MATERIAL PROVIDED

______

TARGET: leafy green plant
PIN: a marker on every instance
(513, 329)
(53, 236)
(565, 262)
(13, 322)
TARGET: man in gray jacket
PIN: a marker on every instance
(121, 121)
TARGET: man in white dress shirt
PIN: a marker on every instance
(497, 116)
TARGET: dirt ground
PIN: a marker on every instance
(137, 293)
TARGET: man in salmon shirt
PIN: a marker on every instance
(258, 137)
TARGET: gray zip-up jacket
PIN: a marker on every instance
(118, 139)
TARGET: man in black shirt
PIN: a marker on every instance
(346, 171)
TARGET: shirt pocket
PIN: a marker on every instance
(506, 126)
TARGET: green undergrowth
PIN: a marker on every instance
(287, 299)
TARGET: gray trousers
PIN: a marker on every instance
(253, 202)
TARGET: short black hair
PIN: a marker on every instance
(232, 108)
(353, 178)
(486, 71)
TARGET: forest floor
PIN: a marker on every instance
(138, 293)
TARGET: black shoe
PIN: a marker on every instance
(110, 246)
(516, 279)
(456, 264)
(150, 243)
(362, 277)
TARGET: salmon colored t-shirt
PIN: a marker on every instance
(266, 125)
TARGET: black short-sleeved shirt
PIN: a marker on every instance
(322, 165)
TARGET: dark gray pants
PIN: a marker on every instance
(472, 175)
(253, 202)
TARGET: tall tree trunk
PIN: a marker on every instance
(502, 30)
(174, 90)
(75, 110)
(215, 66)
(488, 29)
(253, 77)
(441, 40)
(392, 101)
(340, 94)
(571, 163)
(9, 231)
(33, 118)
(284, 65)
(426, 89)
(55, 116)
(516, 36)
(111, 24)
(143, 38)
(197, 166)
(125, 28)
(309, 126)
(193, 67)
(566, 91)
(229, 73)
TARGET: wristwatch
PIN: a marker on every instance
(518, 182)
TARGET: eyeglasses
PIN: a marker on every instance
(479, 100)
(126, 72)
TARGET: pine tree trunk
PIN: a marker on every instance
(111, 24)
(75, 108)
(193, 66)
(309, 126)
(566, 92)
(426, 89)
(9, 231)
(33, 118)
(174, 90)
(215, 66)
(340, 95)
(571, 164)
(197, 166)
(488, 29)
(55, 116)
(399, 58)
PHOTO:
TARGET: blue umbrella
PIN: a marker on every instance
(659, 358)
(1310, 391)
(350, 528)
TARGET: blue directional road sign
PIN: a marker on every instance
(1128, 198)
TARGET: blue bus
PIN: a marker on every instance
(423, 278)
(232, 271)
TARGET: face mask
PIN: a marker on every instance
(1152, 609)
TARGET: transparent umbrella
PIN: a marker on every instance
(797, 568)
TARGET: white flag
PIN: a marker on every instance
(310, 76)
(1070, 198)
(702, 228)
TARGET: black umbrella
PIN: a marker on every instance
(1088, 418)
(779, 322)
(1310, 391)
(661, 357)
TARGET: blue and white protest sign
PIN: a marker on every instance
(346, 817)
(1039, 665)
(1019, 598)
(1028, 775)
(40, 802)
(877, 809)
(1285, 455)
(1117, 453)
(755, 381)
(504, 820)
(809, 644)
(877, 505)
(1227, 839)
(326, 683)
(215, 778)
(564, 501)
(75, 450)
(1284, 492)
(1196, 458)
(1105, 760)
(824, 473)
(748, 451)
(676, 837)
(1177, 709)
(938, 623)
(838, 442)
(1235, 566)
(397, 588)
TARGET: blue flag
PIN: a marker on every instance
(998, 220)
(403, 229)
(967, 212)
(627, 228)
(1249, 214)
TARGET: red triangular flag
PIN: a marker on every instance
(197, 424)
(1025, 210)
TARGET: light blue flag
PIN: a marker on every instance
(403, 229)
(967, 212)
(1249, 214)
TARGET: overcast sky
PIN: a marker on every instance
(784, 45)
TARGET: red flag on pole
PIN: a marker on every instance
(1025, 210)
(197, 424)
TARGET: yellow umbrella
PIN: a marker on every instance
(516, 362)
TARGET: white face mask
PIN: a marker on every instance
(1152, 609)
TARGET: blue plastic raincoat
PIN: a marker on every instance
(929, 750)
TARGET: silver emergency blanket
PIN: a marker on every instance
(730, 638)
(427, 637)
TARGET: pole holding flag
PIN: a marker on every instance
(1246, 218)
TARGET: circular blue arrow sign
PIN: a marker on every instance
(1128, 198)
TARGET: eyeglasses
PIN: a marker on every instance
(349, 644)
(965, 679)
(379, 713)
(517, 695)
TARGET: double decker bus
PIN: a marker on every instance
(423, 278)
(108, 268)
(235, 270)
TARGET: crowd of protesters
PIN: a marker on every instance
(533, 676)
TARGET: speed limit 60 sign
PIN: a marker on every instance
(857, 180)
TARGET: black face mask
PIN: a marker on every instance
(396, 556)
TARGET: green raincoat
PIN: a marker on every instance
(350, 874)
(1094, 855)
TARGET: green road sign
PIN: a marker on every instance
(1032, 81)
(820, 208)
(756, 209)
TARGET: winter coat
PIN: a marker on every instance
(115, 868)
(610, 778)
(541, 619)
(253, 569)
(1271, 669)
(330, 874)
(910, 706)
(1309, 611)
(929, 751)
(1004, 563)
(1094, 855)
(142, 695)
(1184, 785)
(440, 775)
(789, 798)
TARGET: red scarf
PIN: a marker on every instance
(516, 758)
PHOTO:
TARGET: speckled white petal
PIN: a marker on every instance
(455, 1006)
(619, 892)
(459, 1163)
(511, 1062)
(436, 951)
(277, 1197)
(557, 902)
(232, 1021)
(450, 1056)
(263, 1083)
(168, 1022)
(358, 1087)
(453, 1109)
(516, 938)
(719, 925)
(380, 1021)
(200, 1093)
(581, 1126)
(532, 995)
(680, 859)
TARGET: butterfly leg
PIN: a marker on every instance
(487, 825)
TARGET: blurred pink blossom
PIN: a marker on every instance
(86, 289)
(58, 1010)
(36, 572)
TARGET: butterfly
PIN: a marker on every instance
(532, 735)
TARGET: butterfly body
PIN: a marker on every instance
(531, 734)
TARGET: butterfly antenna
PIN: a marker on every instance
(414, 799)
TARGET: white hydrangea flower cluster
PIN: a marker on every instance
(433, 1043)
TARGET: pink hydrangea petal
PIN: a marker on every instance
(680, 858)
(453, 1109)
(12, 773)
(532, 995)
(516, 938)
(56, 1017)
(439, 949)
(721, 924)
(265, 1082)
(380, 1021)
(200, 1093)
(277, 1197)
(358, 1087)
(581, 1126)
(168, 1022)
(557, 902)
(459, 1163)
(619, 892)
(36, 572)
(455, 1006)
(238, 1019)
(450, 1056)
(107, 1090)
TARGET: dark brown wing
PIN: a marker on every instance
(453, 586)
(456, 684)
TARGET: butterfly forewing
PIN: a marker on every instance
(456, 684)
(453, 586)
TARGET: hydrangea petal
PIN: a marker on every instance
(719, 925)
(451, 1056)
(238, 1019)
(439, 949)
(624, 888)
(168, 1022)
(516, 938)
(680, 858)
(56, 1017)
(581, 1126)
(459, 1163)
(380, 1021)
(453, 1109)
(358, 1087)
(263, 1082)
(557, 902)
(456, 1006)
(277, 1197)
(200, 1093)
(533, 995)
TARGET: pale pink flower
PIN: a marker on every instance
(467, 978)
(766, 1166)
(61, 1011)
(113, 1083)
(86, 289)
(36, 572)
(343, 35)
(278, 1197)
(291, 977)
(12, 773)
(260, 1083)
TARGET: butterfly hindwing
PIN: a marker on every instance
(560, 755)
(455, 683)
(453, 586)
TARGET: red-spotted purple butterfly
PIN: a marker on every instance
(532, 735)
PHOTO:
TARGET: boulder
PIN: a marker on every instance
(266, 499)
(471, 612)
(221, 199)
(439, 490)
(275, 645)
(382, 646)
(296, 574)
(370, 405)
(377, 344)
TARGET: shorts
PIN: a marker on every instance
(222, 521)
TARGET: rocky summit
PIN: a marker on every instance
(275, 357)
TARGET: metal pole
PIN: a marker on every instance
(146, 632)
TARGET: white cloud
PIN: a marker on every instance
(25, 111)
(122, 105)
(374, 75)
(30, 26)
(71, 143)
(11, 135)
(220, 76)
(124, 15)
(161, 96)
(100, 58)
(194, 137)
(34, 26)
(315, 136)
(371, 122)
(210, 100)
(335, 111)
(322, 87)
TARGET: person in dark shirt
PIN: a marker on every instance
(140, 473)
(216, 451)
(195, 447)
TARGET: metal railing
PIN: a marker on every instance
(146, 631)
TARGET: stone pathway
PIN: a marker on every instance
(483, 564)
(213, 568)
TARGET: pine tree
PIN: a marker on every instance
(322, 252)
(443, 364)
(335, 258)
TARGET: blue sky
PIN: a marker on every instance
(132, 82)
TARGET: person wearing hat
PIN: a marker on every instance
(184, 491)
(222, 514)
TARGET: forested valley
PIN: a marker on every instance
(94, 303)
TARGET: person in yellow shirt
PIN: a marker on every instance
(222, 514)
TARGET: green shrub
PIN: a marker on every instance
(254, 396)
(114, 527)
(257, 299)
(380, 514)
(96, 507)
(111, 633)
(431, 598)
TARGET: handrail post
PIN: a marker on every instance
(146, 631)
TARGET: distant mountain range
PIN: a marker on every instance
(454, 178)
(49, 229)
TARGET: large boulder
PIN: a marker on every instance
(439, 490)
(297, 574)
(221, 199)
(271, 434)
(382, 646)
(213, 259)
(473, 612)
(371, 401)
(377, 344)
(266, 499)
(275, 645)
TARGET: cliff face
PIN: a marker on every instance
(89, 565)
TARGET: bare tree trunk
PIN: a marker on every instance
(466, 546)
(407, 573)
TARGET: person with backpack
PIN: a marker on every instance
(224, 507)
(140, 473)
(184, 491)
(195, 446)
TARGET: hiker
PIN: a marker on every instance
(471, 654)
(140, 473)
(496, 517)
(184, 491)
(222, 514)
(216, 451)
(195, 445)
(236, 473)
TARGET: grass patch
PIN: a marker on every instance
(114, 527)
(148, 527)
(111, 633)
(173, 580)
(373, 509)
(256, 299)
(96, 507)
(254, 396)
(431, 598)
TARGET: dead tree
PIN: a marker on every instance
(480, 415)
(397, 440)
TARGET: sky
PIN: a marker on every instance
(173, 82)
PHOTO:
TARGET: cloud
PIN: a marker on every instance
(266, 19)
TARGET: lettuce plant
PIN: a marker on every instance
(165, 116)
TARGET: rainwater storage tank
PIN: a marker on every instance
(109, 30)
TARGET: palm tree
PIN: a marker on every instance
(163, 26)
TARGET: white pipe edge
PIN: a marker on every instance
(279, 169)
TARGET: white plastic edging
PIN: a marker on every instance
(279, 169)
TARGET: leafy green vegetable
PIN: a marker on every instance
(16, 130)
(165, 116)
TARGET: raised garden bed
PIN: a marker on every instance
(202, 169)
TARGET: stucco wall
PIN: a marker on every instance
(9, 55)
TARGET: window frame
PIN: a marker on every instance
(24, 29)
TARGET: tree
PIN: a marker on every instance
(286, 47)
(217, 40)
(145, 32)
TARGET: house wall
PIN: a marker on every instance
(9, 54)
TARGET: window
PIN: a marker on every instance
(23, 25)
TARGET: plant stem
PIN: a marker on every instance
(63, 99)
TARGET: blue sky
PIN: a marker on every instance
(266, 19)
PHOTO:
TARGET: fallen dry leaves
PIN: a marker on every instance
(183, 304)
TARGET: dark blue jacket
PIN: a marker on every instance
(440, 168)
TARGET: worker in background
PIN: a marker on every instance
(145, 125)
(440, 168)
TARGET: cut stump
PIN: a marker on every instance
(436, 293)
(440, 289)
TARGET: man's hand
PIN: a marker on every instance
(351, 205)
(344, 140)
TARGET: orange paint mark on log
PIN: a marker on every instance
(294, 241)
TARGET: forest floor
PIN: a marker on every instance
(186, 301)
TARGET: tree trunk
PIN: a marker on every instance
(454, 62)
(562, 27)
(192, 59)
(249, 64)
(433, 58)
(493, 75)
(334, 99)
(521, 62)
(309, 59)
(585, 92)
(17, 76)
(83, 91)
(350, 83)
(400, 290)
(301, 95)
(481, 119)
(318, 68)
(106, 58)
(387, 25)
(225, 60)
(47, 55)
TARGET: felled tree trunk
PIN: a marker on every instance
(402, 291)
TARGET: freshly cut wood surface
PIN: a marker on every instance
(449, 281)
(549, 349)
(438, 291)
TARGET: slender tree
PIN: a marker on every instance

______

WRITTEN REQUEST
Repeat, without change, each line of the data above from the one that contains "TARGET: man's hand" through the final line, counting both.

RESULT FOR THIS TASK
TARGET: man's hand
PIN: a marker on every instance
(351, 205)
(344, 140)
TARGET: orange paint mark on log
PIN: a marker on every instance
(294, 241)
TARGET: forest floor
PIN: a marker on every instance
(186, 301)
TARGET: tree trunk
PIN: a marker on every instance
(454, 62)
(562, 27)
(192, 59)
(249, 64)
(433, 58)
(493, 75)
(334, 99)
(521, 62)
(309, 59)
(585, 92)
(17, 76)
(83, 91)
(350, 83)
(400, 290)
(301, 95)
(481, 119)
(318, 68)
(106, 58)
(387, 25)
(225, 60)
(47, 55)
TARGET: felled tree trunk
PIN: a marker on every instance
(402, 291)
TARGET: freshly cut wood surface
PIN: a marker on every instance
(449, 281)
(549, 349)
(438, 291)
TARGET: slender tree
PIN: a marker on every instance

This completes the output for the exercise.